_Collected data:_
.....

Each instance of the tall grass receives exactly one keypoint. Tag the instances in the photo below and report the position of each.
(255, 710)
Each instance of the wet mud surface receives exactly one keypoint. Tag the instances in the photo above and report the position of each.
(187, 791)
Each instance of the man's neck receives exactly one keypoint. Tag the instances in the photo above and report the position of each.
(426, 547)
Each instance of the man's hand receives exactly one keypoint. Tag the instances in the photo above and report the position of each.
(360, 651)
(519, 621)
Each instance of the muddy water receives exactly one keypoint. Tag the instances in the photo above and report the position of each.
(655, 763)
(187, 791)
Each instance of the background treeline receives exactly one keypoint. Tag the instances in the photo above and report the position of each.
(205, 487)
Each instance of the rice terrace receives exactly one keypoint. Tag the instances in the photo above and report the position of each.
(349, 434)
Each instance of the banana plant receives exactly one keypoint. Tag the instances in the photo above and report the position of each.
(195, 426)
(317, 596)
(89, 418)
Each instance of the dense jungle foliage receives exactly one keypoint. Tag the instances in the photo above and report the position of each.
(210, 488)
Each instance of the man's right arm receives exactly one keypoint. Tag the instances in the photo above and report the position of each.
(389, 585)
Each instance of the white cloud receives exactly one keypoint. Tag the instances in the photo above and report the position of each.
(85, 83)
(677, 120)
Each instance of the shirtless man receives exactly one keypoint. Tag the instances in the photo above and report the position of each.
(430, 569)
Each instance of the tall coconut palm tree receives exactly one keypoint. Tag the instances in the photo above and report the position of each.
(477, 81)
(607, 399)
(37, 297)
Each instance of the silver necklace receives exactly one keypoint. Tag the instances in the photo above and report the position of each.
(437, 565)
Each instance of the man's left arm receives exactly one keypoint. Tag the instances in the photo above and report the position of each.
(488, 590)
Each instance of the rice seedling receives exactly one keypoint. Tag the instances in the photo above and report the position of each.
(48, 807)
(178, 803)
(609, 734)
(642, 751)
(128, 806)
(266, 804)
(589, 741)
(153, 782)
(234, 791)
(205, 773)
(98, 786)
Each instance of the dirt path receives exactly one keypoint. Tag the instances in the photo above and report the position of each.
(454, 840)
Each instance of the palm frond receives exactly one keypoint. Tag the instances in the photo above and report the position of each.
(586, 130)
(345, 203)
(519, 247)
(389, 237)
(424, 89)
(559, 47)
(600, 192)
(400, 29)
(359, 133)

.....

_TASK REQUIREMENTS:_ Exact copies of the lines from the one holding "Each instance of the white" through the last line above, and only those, make up the answer.

_SOLUTION TO THIS PROBLEM:_
Each instance of the white cloud receives exactly one keypoint. Tag the instances in the photo above and report the position of each.
(85, 83)
(677, 120)
Each instance of the shirtless man receives exactly one keypoint. Tag the instances in the photo above and report the position of each.
(430, 569)
Each instance of the tall coconut palm tree receives exactly one keypoint. Tag the instances in the photo above and report the position of each.
(477, 81)
(607, 399)
(37, 297)
Each instance of the silver necklace receives exactly one keypoint. Tag the instances in the photo above and report the position of each.
(437, 565)
Each instance of the man's left arm receives exactly one keypoint. Tag the instances in the photo above and report the position of each.
(488, 590)
Each instance of the rice seedling receives exactly one keypoint. Tag the instances in the photo above and report the position of each.
(48, 807)
(178, 803)
(609, 734)
(642, 751)
(128, 806)
(266, 804)
(589, 741)
(153, 782)
(234, 791)
(205, 773)
(98, 786)
Each instance of the dirt path receives exactly one keypoint. Tag the instances in the photo above and report the position of each.
(454, 840)
Each instance of the palm frond receives exactly one keypoint. Tag the instances in the photo above and report the position of each.
(586, 130)
(345, 203)
(519, 247)
(389, 237)
(424, 89)
(559, 47)
(600, 192)
(400, 29)
(359, 133)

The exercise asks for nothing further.